*Prompt 1*:
Repeat the part of the Hefner album review below between "Analysing the commercial" and "them for granted.", inclusive.

*Extract to read*:
◆ ◆ ◆ ◆

On this one, they reverse an analogue tape deck to get a funny sounding synth/guitar solo. It’s crucial to the track, because it gives the mind something unexpected at just the point when the sentimental chorus might have become cloying. Jack sings part of this one – something Hefner would probably have done more often if they’d made more albums.
Amelia Fletcher, who was an auxiliary Hefner member during the 'We Love the City' sessions, re-appears on 'China Crisis', which is probably the album’s best track, a sad, slow-burning ballad with a catchy chorus. This is an older song, hidden away on an EP, which the band (rightly) felt deserved a more prominent spot, and it’s another that has survived a decade and still gets played live.
The problem, I think, is not that this was a bad album. It’s that, faced with the prospect of retro-synthesisers, lots of people didn’t bother to buy it
Not everyone hated it. When David McNamee interviewed Hefner for this website shortly after the release of 'Dead Media', he said it was his favourite album of 2001. The writers from another website, SoundsXP, made it their album of the year. The All Music Guide website wrote, “Hefner... prove that they're too smart and talented to sit back and rest on their considerable laurels”, and concluded that “Blaring synths, weird sound effects and samples, crunchy organs, and warped bass thumps abound throughout most of the album's 15 songs. There's not a clunker to be found.”
Analysing the commercial failure of 'Dead Media' is complicated. Certainly, there were fans – and critics - who simply didn’t like the synths. There were also some people, who may not have been Hefner fans before, who would have preferred the band to embrace electronic music completely rather than seek a halfway house between electro and indie.
But, even as Hefner had their most commercially successful album, the notion that that Hefner were on the verge of something disappeared. The music press seemed to start taking them for granted.
Having marketed the odds ‘n’ sods round-up ‘Boxing Hefner’ enthusiastically - Too Pure seemed to let things slip. Belle and Sebastian’s surprise success two years earlier had shown that, with a little extra care, the ‘niche’ indie audience was actually potentially very large. Instead emphasising Hefner’s quirks, Too Pure ran out of ideas.
The NME’s Mark Sutherland once dismissed covering the Boo Radley’s post-chart success album “C’Mon Kids” by saying, “They were a pop band who had success and now they’re not. That’s the only story any decent journalist is going to write about this album”.
It’s easy to imagine a similar conversation took place about Hefner. Music journalists instinctively prefer writing about brand new bands, as the ‘story’ writes itself. Sutherland was wrong – unquestionably, a story about the Boo Radleys turning their back on chart fame would have been interesting, just as a conversation about ‘Dead Media’ was more interesting than an interview with JJ72. But conventional wisdom is hard to break.
Another argument was the perception that Hefner had abandoned the lyrical style that made him popular. The choice of ‘Alan Bean’ as the lead single didn’t help here – it being a character based song with Hayman imagining the fourth man on the moon wondering about his family as he returned into the earth’s atmosphere.

◆ ◆ ◆ ◆

Saved data entries
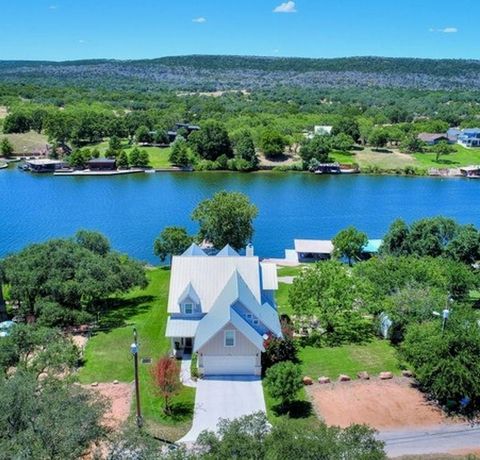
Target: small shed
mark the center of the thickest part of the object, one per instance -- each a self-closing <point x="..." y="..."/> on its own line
<point x="311" y="250"/>
<point x="433" y="138"/>
<point x="102" y="164"/>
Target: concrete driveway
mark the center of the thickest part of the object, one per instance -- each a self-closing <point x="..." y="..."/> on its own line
<point x="224" y="397"/>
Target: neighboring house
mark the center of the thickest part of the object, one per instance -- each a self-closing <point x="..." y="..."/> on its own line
<point x="314" y="250"/>
<point x="433" y="138"/>
<point x="222" y="307"/>
<point x="44" y="165"/>
<point x="469" y="137"/>
<point x="322" y="130"/>
<point x="452" y="134"/>
<point x="102" y="164"/>
<point x="311" y="250"/>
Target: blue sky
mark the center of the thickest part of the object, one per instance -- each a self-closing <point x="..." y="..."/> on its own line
<point x="131" y="29"/>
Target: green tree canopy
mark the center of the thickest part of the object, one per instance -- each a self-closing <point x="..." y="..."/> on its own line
<point x="350" y="243"/>
<point x="245" y="148"/>
<point x="226" y="218"/>
<point x="172" y="241"/>
<point x="328" y="293"/>
<point x="272" y="143"/>
<point x="317" y="148"/>
<point x="252" y="438"/>
<point x="180" y="153"/>
<point x="211" y="141"/>
<point x="442" y="148"/>
<point x="47" y="418"/>
<point x="284" y="381"/>
<point x="62" y="281"/>
<point x="6" y="147"/>
<point x="348" y="126"/>
<point x="446" y="363"/>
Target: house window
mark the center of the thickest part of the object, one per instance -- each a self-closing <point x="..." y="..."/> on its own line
<point x="229" y="338"/>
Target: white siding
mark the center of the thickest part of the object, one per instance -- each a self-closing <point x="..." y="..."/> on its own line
<point x="216" y="347"/>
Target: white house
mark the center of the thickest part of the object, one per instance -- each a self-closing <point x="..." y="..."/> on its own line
<point x="222" y="307"/>
<point x="322" y="130"/>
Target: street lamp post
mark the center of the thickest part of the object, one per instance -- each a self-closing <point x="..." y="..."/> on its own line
<point x="445" y="313"/>
<point x="134" y="350"/>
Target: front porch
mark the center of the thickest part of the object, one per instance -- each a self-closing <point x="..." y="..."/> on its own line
<point x="181" y="346"/>
<point x="181" y="333"/>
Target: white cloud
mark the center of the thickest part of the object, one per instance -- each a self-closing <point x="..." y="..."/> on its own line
<point x="287" y="7"/>
<point x="445" y="30"/>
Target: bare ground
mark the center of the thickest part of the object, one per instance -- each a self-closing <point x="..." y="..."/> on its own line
<point x="120" y="397"/>
<point x="380" y="404"/>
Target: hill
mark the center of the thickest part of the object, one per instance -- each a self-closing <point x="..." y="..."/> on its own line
<point x="211" y="73"/>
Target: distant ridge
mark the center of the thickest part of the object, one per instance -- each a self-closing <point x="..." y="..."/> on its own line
<point x="212" y="72"/>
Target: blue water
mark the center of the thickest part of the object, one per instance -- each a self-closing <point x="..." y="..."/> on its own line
<point x="132" y="210"/>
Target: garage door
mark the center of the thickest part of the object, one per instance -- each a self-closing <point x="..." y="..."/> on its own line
<point x="229" y="365"/>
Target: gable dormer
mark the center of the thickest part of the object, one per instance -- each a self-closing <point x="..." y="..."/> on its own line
<point x="189" y="302"/>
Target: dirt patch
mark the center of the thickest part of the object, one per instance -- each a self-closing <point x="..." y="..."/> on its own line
<point x="380" y="404"/>
<point x="120" y="398"/>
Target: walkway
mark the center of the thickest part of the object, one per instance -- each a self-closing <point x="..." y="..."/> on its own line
<point x="226" y="397"/>
<point x="434" y="440"/>
<point x="185" y="372"/>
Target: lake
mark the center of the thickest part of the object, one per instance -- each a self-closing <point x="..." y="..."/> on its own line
<point x="132" y="210"/>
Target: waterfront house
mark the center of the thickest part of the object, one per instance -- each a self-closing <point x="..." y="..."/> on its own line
<point x="472" y="171"/>
<point x="433" y="138"/>
<point x="470" y="137"/>
<point x="43" y="165"/>
<point x="102" y="164"/>
<point x="313" y="250"/>
<point x="452" y="134"/>
<point x="222" y="307"/>
<point x="322" y="130"/>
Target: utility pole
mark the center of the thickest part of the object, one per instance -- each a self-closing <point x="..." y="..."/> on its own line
<point x="134" y="350"/>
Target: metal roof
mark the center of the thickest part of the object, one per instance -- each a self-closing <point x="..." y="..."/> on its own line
<point x="431" y="137"/>
<point x="373" y="246"/>
<point x="314" y="246"/>
<point x="194" y="250"/>
<point x="181" y="327"/>
<point x="222" y="312"/>
<point x="208" y="276"/>
<point x="43" y="162"/>
<point x="269" y="276"/>
<point x="228" y="251"/>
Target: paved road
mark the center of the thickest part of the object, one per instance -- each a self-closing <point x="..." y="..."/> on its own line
<point x="224" y="397"/>
<point x="431" y="440"/>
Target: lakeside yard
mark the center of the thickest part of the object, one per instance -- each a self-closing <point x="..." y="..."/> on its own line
<point x="108" y="357"/>
<point x="392" y="159"/>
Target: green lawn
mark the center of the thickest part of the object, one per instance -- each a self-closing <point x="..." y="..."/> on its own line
<point x="281" y="297"/>
<point x="291" y="271"/>
<point x="158" y="156"/>
<point x="108" y="358"/>
<point x="27" y="143"/>
<point x="462" y="157"/>
<point x="373" y="357"/>
<point x="301" y="411"/>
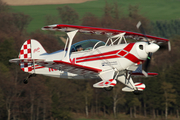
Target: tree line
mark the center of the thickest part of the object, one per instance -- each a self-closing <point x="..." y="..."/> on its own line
<point x="63" y="99"/>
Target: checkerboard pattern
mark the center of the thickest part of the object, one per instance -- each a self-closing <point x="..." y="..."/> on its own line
<point x="25" y="53"/>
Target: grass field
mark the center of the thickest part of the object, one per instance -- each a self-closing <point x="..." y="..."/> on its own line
<point x="152" y="9"/>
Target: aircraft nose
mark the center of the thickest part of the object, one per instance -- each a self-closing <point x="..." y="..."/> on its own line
<point x="152" y="48"/>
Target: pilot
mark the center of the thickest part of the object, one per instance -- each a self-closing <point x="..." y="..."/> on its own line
<point x="79" y="48"/>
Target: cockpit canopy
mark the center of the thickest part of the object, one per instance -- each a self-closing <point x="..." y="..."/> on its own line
<point x="87" y="45"/>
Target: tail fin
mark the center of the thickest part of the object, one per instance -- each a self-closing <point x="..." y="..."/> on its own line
<point x="31" y="49"/>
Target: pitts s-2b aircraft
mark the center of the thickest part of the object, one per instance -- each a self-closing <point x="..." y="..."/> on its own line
<point x="115" y="60"/>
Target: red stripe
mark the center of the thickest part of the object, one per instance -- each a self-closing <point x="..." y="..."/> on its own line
<point x="141" y="88"/>
<point x="138" y="84"/>
<point x="132" y="58"/>
<point x="99" y="58"/>
<point x="98" y="55"/>
<point x="129" y="47"/>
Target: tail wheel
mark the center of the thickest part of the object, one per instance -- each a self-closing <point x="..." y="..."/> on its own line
<point x="25" y="81"/>
<point x="108" y="88"/>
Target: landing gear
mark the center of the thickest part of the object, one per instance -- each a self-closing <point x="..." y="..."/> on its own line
<point x="108" y="88"/>
<point x="25" y="81"/>
<point x="137" y="92"/>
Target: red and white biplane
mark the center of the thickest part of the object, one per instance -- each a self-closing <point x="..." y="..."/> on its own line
<point x="115" y="60"/>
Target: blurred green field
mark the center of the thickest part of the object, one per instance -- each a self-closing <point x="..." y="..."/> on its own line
<point x="152" y="9"/>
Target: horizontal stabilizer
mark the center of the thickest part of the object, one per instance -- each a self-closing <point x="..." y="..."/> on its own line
<point x="149" y="74"/>
<point x="139" y="86"/>
<point x="103" y="84"/>
<point x="29" y="60"/>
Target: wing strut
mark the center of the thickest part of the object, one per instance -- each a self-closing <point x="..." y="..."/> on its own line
<point x="69" y="39"/>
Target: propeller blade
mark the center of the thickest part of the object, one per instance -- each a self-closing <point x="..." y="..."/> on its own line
<point x="148" y="60"/>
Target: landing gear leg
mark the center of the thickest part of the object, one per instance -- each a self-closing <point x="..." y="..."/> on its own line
<point x="25" y="81"/>
<point x="108" y="88"/>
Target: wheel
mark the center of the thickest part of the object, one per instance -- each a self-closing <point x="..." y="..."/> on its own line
<point x="137" y="92"/>
<point x="108" y="88"/>
<point x="25" y="81"/>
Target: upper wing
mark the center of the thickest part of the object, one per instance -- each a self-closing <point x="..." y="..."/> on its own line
<point x="70" y="67"/>
<point x="60" y="65"/>
<point x="102" y="31"/>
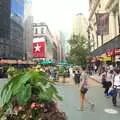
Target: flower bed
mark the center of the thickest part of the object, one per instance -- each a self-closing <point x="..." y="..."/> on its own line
<point x="30" y="95"/>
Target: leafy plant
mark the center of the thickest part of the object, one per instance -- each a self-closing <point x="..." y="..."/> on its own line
<point x="27" y="87"/>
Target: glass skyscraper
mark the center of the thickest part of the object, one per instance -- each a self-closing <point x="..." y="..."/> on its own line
<point x="11" y="29"/>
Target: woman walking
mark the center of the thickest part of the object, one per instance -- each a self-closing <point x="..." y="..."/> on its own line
<point x="84" y="89"/>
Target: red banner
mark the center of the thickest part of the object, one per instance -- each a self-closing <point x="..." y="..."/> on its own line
<point x="38" y="49"/>
<point x="102" y="20"/>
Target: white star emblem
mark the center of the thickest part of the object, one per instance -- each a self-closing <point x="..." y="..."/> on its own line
<point x="37" y="48"/>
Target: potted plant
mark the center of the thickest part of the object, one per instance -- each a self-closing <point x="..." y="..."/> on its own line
<point x="30" y="95"/>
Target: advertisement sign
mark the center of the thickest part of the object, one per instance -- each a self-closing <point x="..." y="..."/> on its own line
<point x="17" y="11"/>
<point x="38" y="50"/>
<point x="102" y="21"/>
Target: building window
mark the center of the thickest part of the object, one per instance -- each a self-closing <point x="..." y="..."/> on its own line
<point x="36" y="30"/>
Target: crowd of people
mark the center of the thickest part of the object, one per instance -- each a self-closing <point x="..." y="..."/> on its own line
<point x="110" y="79"/>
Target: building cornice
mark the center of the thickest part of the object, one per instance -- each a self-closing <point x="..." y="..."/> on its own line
<point x="112" y="5"/>
<point x="93" y="9"/>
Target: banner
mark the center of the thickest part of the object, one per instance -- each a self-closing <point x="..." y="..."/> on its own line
<point x="38" y="49"/>
<point x="102" y="21"/>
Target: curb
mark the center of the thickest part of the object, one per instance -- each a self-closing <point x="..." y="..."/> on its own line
<point x="94" y="79"/>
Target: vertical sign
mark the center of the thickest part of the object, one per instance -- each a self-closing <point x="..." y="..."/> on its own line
<point x="102" y="20"/>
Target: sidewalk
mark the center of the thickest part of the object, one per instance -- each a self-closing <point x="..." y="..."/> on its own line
<point x="96" y="77"/>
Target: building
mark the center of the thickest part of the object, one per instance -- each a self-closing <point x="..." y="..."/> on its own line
<point x="42" y="32"/>
<point x="28" y="31"/>
<point x="80" y="25"/>
<point x="11" y="29"/>
<point x="108" y="12"/>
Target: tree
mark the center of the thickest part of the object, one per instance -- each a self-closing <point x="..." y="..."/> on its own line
<point x="80" y="48"/>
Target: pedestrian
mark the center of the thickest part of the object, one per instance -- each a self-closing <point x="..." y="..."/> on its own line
<point x="116" y="86"/>
<point x="84" y="89"/>
<point x="77" y="77"/>
<point x="109" y="80"/>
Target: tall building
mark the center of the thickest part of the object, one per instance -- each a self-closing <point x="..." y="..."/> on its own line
<point x="11" y="29"/>
<point x="104" y="26"/>
<point x="80" y="25"/>
<point x="28" y="32"/>
<point x="41" y="33"/>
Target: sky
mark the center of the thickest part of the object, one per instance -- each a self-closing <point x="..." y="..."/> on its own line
<point x="58" y="14"/>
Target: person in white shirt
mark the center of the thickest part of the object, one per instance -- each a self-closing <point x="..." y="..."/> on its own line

◆ ◆ ◆ ◆

*Prompt 2*:
Gather every row above that contains the word "building", and copy each one in full.

*Expected output 1*:
Analysing the commercial failure of 'Dead Media' is complicated. Certainly, there were fans – and critics - who simply didn’t like the synths. There were also some people, who may not have been Hefner fans before, who would have preferred the band to embrace electronic music completely rather than seek a halfway house between electro and indie.
But, even as Hefner had their most commercially successful album, the notion that that Hefner were on the verge of something disappeared. The music press seemed to start taking them for granted.

*Expected output 2*:
Target: building window
Target: building cornice
Target: building
Target: tall building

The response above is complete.